What to work on: Transcribe the tail of the listing: start at the line containing "of the life" and stop after the last line, keeping every character as is and adding nothing.

--- Provided data ---

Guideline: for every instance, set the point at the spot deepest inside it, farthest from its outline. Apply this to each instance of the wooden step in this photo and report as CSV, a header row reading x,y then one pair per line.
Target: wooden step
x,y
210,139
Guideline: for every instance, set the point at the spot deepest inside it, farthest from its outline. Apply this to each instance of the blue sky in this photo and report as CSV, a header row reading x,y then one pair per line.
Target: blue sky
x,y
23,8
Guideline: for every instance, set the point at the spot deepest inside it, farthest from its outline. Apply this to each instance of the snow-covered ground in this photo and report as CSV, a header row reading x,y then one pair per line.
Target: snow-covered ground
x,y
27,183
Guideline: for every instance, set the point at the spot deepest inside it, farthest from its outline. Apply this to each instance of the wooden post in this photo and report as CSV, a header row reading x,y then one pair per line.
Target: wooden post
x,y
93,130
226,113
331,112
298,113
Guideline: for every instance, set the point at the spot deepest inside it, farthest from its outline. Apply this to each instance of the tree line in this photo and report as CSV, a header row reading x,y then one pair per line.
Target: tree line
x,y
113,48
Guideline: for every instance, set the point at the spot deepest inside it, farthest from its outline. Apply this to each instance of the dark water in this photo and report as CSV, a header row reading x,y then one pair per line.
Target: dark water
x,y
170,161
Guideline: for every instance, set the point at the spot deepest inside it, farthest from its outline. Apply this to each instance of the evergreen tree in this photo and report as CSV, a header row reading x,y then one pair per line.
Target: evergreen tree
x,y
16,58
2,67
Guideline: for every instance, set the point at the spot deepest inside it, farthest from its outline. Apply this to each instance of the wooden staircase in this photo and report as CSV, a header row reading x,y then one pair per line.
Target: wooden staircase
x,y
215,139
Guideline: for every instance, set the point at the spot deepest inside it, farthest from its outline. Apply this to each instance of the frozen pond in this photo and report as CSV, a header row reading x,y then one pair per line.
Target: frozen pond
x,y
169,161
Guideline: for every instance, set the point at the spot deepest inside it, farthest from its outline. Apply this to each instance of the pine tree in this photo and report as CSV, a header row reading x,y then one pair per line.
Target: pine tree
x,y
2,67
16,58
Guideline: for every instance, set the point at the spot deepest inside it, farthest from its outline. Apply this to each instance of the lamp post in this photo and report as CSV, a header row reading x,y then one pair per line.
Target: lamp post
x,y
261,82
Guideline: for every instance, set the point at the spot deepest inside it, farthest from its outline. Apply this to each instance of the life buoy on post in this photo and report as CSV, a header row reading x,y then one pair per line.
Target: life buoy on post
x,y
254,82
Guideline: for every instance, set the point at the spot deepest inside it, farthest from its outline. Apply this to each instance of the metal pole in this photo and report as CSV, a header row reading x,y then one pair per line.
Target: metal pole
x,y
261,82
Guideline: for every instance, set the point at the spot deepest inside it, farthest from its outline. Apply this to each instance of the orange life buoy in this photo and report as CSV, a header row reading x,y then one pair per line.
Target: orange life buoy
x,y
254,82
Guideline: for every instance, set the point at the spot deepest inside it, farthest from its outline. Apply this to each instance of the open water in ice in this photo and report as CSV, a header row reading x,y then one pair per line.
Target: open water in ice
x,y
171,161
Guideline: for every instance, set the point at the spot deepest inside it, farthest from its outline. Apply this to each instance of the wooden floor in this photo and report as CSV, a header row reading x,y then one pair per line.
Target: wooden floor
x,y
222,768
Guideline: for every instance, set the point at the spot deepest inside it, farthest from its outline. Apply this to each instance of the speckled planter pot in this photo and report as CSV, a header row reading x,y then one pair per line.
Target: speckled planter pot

---

Task solution:
Guideline: for every instance, set the point at the spot deepest inside it, farthest from its outline. Apply this to each instance of the life buoy on post in this photo and report as CSV, a header row reading x,y then one pair per line.
Target: life buoy on post
x,y
254,82
Guideline: for every instance, set the point at the spot deepest inside it, farthest from its outline. Apply this to each instance of the metal pole in this photo and report as CSV, a header row reading x,y then one pair per line.
Target: metal pole
x,y
261,82
Guideline: for every instance, set the point at the spot deepest inside it, farthest from its outline. Apply this to each instance of the orange life buoy in this photo and report as CSV, a header row reading x,y then one pair per line.
Target: orange life buoy
x,y
254,82
Guideline: for every instance, set the point at the spot deepest inside it, farthest from its outline. Apply this to each instance of the open water in ice in this photo and report as CSV, a header row reading x,y then one pair per line.
Target: open water in ice
x,y
171,161
Guideline: for every instance, set the point at the spot deepest inside it, farthest from its outline. Apply this to each instance of the wooden floor in this photo and report as CSV, a header row reading x,y then one pair per line.
Target: wooden floor
x,y
222,768
Guideline: for every instance, set the point at the spot deepest inside it, farthest from its outline. Apply this to each instance of the speckled planter pot in this photo and report as CSV, a header row reading x,y then one pair per line.
Target: speckled planter pot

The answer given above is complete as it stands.